Exercise tasks:
1. In the commentary on the Armenia-Turkey border opening, what does Dugin supposedly call the border opening business between Armenia and Turkey?
2. Reproduce the passage of the commentary on the Armenia-Turkey border opening starting at "Interesting comments to" and ending at "is not involved.".

Source text:
______________________________
Opening of Armenia-Turkey border meets neither Azerbaijan’s nor Russia’s interests - February, 2010

Interesting comments to an Azeri news agency by Alexander Dugin, a well known political expert and Russian nationalist based in Moscow. Surely he as an experienced political analyst must know that Moscow is the primary party behind Turkish-Armenian rapprochement. If the Azeri provided text of the interview is to be believed, however, Dugin supposedly told an Azer journalist that the border opening business going on between Armenia and Turkey is an American project, implying that Russia is not involved.

Are we to believe that our pro-Russian authorities in Armenia, a nation that is also fully dependent on Moscow for economic and military survival, are flirting with Washington and Ankara independent of Moscow??? Not a chance in hell, especially in today's geopolitical climate in the Caucasus. I personally think that this is double talk by Dugin. I think Dugin here is cleverly attempting to calm fears in Baku by carefully covering up his government's regional policies; namely that of using Armenia to project the Kremlin's political and economic power in the region.

It seems likely that Dugin does not want to upset Moscow's already tenuous relationship with Baku. Let's not forget that with Baku recently feeling abandoned by Ankara, and isolated as a result of the Russian-Georgian war in the summer of 2008, this is an opportune time for Moscow to win "hearts and minds" in Azerbaijan. It is now apparent that Moscow has also been using the rapprochement between Armenia and Turkey as a cleaver political wedge, a divide and conquer technique. By pushing Ankara to the negotiating table with Yerevan Moscow has more-or-less managed to isolate Azerbaijan, Georgia and Turkey from each other, as well as gaining the West's reluctant participation in Moscow's regional agenda. Nevertheless, even a nationalist like Dugin, even in an interview with an Azerbaijani news agency, has to bluntly admit that Moscow will not support a war in the region and that the current political status in Nagorno Karabakh (in essence, Armenian control over Artsakh but not officially recognized by Moscow) is beneficial for it. Barring any foolish attempts by Baku to resolve the matter militarily, we can expect the current status quo in Nagorno Karabakh to be maintained for the foreseeable future; which I must repeat is only beneficial to Armenia.
______________________________
Dataset:

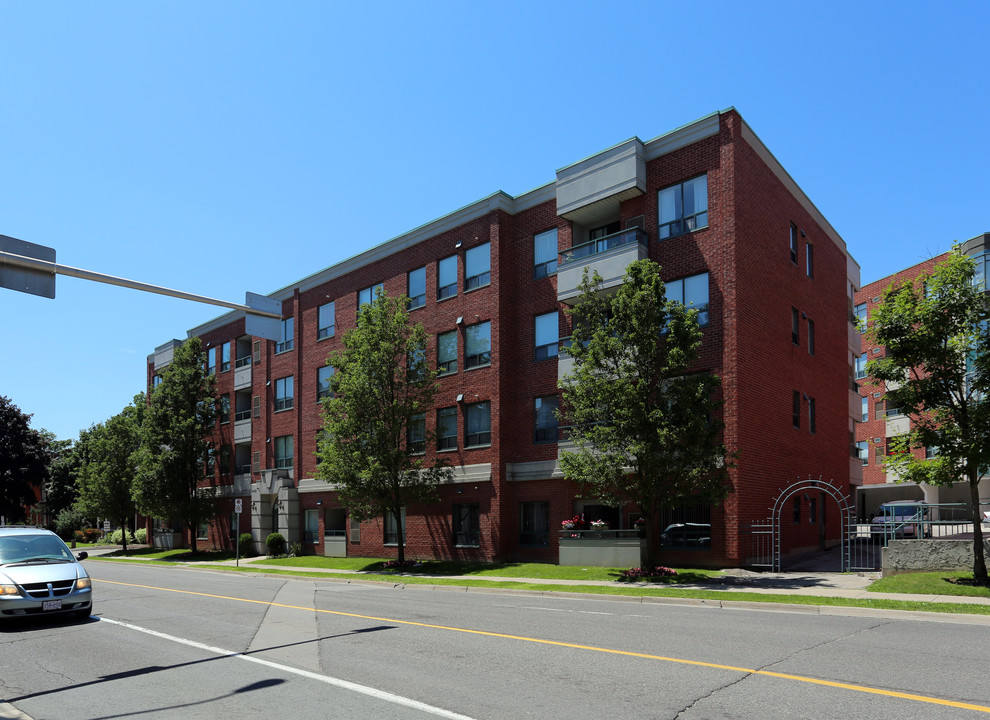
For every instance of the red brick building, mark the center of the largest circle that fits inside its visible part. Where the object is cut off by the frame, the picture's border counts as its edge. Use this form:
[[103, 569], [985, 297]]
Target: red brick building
[[877, 421], [731, 230]]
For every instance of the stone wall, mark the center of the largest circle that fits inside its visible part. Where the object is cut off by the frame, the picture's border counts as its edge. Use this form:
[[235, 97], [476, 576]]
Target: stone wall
[[929, 556]]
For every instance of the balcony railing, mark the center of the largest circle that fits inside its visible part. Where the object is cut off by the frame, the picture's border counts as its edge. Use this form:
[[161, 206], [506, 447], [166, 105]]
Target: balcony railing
[[623, 237]]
______________________________
Task-by-task answers:
1. An American project.

2.
Interesting comments to an Azeri news agency by Alexander Dugin, a well known political expert and Russian nationalist based in Moscow. Surely he as an experienced political analyst must know that Moscow is the primary party behind Turkish-Armenian rapprochement. If the Azeri provided text of the interview is to be believed, however, Dugin supposedly told an Azer journalist that the border opening business going on between Armenia and Turkey is an American project, implying that Russia is not involved.